━━━━━ Record excerpts ━━━━━

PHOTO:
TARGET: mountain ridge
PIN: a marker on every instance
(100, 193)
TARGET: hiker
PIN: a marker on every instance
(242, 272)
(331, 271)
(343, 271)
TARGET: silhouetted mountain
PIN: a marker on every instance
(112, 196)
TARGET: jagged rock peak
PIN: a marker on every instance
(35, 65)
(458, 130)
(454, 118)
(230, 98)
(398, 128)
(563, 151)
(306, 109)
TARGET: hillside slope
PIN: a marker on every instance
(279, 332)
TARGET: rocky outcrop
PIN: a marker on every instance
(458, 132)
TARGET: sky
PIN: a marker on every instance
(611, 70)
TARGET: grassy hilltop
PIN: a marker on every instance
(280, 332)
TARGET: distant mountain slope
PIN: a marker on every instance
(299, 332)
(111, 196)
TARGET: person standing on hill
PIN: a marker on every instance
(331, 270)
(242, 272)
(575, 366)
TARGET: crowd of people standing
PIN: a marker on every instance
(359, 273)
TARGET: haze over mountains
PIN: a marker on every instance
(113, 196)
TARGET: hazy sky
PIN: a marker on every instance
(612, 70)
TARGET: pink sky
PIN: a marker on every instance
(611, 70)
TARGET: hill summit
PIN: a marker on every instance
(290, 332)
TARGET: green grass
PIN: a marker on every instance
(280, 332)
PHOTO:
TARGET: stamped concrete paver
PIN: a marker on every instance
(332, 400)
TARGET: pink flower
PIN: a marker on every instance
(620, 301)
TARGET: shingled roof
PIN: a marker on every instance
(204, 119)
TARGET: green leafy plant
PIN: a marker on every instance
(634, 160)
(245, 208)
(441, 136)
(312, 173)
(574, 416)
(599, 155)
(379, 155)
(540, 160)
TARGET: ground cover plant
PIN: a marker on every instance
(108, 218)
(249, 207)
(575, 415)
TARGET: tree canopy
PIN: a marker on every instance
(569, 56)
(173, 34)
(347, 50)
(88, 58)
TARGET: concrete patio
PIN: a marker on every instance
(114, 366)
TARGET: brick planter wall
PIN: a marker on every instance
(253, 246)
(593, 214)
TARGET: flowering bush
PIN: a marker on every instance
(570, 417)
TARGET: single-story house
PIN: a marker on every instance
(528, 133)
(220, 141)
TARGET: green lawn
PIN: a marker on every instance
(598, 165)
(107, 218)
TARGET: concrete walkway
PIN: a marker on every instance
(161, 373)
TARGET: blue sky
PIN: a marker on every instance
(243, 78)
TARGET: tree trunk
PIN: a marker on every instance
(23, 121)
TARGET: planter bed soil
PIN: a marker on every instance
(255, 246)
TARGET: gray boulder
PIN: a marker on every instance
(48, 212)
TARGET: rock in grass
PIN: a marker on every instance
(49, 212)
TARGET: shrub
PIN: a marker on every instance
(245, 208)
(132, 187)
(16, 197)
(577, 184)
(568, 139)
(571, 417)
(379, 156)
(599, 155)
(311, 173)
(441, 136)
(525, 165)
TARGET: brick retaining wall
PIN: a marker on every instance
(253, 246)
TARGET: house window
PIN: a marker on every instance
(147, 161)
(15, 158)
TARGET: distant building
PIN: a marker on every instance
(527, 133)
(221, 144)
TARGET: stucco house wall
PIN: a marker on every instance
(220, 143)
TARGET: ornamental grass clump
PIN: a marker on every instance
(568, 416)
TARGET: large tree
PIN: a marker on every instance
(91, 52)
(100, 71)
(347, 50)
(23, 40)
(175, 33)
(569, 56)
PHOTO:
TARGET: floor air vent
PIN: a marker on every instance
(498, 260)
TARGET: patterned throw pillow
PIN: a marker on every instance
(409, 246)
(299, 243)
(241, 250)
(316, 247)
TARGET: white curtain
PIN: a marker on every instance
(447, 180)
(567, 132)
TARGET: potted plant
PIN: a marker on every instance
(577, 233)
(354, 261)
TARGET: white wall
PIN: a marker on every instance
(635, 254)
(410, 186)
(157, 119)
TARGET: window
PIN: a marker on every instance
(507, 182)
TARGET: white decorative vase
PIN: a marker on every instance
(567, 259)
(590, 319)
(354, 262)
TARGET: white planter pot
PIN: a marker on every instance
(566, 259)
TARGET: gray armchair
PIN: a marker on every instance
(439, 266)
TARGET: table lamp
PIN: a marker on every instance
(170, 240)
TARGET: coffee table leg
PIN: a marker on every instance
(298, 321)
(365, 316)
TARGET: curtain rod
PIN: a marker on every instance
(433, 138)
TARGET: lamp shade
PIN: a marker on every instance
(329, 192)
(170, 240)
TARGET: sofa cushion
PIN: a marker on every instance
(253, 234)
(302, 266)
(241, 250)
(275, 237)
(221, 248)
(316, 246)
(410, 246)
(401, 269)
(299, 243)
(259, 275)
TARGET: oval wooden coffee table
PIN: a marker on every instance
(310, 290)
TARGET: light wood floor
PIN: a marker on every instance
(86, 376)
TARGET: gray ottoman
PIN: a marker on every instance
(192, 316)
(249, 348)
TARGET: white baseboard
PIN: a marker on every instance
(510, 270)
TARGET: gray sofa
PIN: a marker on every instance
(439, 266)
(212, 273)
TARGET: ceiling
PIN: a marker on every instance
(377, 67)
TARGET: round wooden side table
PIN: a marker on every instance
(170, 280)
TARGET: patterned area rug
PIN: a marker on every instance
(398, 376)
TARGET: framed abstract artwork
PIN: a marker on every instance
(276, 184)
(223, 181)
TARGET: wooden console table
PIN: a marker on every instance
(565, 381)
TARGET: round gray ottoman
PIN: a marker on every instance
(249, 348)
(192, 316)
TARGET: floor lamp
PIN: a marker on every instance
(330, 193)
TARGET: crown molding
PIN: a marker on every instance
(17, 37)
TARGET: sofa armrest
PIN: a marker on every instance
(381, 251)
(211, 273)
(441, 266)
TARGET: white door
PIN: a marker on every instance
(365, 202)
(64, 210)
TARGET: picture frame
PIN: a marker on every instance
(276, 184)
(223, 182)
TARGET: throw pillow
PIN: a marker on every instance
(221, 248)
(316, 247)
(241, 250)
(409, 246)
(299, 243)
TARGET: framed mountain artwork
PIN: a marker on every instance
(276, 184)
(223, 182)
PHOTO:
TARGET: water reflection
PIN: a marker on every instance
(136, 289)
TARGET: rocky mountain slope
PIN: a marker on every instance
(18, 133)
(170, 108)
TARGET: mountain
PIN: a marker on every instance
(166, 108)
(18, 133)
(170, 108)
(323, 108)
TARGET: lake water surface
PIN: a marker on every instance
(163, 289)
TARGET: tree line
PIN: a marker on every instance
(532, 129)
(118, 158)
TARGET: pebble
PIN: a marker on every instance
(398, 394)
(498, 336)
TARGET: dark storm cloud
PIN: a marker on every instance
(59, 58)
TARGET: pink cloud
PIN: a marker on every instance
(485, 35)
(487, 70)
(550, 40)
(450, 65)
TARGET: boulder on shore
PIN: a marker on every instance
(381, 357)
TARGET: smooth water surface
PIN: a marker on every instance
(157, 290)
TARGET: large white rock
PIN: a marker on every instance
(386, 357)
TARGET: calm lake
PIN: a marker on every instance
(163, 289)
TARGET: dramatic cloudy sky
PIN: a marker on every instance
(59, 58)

━━━━━

Return the whole listing above, every line unchanged and in the same order.

▶ [Result for this task]
PHOTO:
TARGET: mountain ridge
PIN: a marker on every instance
(100, 193)
TARGET: hiker
PIN: a marker on every instance
(242, 272)
(331, 271)
(343, 271)
TARGET: silhouetted mountain
PIN: a marker on every instance
(112, 196)
TARGET: jagged rock peak
PIN: a marker on every instance
(35, 65)
(458, 130)
(454, 118)
(230, 98)
(398, 128)
(563, 151)
(306, 109)
TARGET: hillside slope
PIN: a marker on every instance
(279, 332)
TARGET: rocky outcrop
PIN: a marker on every instance
(458, 132)
TARGET: sky
PIN: a marker on every instance
(611, 70)
TARGET: grassy hilltop
PIN: a marker on every instance
(280, 332)
TARGET: distant mountain slope
PIN: a marker on every instance
(299, 332)
(111, 196)
TARGET: person standing on hill
PIN: a marker on every instance
(331, 270)
(242, 272)
(575, 366)
TARGET: crowd of people standing
PIN: a marker on every instance
(359, 273)
TARGET: haze over mountains
PIN: a marker on every instance
(113, 196)
TARGET: hazy sky
PIN: a marker on every instance
(612, 70)
TARGET: pink sky
PIN: a marker on every instance
(611, 70)
TARGET: hill summit
PIN: a marker on every instance
(290, 332)
TARGET: green grass
PIN: a marker on every instance
(280, 332)
PHOTO:
TARGET: stamped concrete paver
PIN: a marker on every instance
(332, 400)
TARGET: pink flower
PIN: a marker on every instance
(620, 301)
TARGET: shingled roof
PIN: a marker on every instance
(204, 119)
TARGET: green leafy plant
PIN: a marker on every instance
(634, 160)
(245, 208)
(441, 136)
(312, 173)
(574, 416)
(599, 155)
(379, 155)
(540, 160)
TARGET: ground cover plant
PIN: a marker on every instance
(108, 218)
(249, 207)
(575, 415)
TARGET: tree canopy
PIN: a marker on every instance
(569, 56)
(173, 34)
(347, 50)
(88, 58)
TARGET: concrete patio
PIN: a marker on every instance
(114, 366)
TARGET: brick planter wall
PIN: a marker on every instance
(253, 246)
(593, 214)
TARGET: flowering bush
PIN: a marker on every instance
(570, 417)
TARGET: single-story house
PIN: a marker on every instance
(528, 133)
(220, 141)
TARGET: green lawn
PIN: a marker on every instance
(598, 165)
(107, 218)
TARGET: concrete walkway
PIN: a marker on every instance
(161, 373)
TARGET: blue sky
PIN: a marker on every instance
(243, 78)
TARGET: tree trunk
PIN: a marker on every instance
(23, 121)
TARGET: planter bed soil
PIN: a marker on every instance
(255, 246)
TARGET: gray boulder
PIN: a marker on every instance
(48, 212)
TARGET: rock in grass
PIN: a marker on every instance
(49, 212)
TARGET: shrub
PIN: a marker on every instance
(245, 208)
(132, 187)
(16, 197)
(577, 184)
(568, 139)
(571, 417)
(379, 156)
(599, 155)
(311, 173)
(441, 136)
(525, 165)
TARGET: brick retaining wall
PIN: a marker on every instance
(253, 246)
TARGET: house window
PIN: a marker on every instance
(147, 161)
(15, 158)
TARGET: distant building
PIN: a marker on every instance
(527, 133)
(221, 144)
TARGET: stucco house wall
PIN: a marker on every instance
(220, 143)
TARGET: ornamental grass clump
PIN: a marker on every instance
(568, 416)
TARGET: large tree
PIN: a marker on every instance
(91, 52)
(100, 71)
(347, 50)
(23, 40)
(175, 33)
(569, 56)
PHOTO:
TARGET: floor air vent
PIN: a marker on every instance
(498, 260)
TARGET: patterned throw pillow
PIN: a marker on every instance
(409, 246)
(299, 243)
(241, 250)
(316, 247)
TARGET: white curtain
PIN: a marker on every instance
(447, 180)
(567, 132)
TARGET: potted plant
PIN: a marker on every instance
(577, 233)
(354, 261)
TARGET: white wall
PIN: a marker on every instance
(635, 254)
(410, 186)
(157, 119)
TARGET: window
PIN: a marker on every instance
(507, 182)
TARGET: white decorative vase
PIN: a marker on every instance
(567, 259)
(590, 319)
(354, 262)
TARGET: white planter pot
PIN: a marker on every instance
(566, 259)
TARGET: gray armchair
PIN: a marker on every instance
(439, 266)
TARGET: table lamp
PIN: a marker on every instance
(170, 240)
TARGET: coffee table leg
PIN: a marker on every instance
(298, 321)
(365, 316)
TARGET: curtain rod
PIN: a marker on every instance
(433, 138)
TARGET: lamp shade
PIN: a marker on every instance
(329, 192)
(170, 240)
TARGET: sofa cushion
PIN: a marker on every instance
(253, 234)
(302, 266)
(241, 250)
(275, 237)
(221, 248)
(316, 246)
(410, 246)
(401, 269)
(299, 243)
(259, 275)
TARGET: oval wooden coffee table
PIN: a marker on every instance
(310, 290)
TARGET: light wood floor
PIN: a marker on every instance
(86, 376)
TARGET: gray ottoman
PIN: a marker on every instance
(192, 316)
(249, 348)
TARGET: white baseboard
PIN: a marker on every instance
(510, 270)
TARGET: gray sofa
PIN: a marker on every instance
(439, 266)
(212, 273)
TARGET: ceiling
PIN: a marker on every instance
(377, 67)
TARGET: round wooden side table
PIN: a marker on every instance
(170, 280)
TARGET: patterned area rug
PIN: a marker on every instance
(398, 376)
TARGET: framed abstract artwork
PIN: a marker on every instance
(276, 184)
(223, 181)
TARGET: wooden console table
PIN: a marker on every instance
(565, 381)
TARGET: round gray ottoman
PIN: a marker on every instance
(249, 348)
(192, 316)
TARGET: floor lamp
PIN: a marker on every instance
(330, 193)
TARGET: crown molding
PIN: a marker on every instance
(17, 37)
TARGET: sofa armrest
PIN: a marker on every instance
(381, 251)
(211, 273)
(441, 266)
TARGET: white door
PIN: a marker on every instance
(365, 202)
(64, 210)
TARGET: picture frame
PIN: a marker on every instance
(276, 184)
(223, 182)
TARGET: throw pillow
PIN: a marker on every instance
(221, 248)
(316, 247)
(241, 250)
(409, 246)
(299, 243)
TARGET: framed mountain artwork
PIN: a marker on every instance
(276, 184)
(223, 182)
PHOTO:
TARGET: water reflection
PIN: a marker on every instance
(136, 289)
TARGET: rocky mountain slope
PIN: a marker on every instance
(18, 133)
(170, 108)
TARGET: mountain
PIN: a marker on every instance
(166, 108)
(18, 133)
(170, 108)
(323, 108)
TARGET: lake water surface
PIN: a marker on every instance
(163, 289)
TARGET: tree line
PIN: a marker on every instance
(532, 129)
(118, 158)
TARGET: pebble
PIN: a marker on every instance
(398, 394)
(498, 336)
TARGET: dark storm cloud
PIN: a marker on every instance
(59, 58)
TARGET: pink cloud
PIN: a marker on every instance
(485, 35)
(487, 70)
(550, 40)
(450, 65)
TARGET: boulder on shore
PIN: a marker on every instance
(381, 357)
TARGET: smooth water surface
PIN: a marker on every instance
(157, 290)
TARGET: large white rock
PIN: a marker on every instance
(386, 357)
TARGET: calm lake
PIN: a marker on every instance
(163, 289)
TARGET: dramatic cloudy sky
PIN: a marker on every instance
(59, 58)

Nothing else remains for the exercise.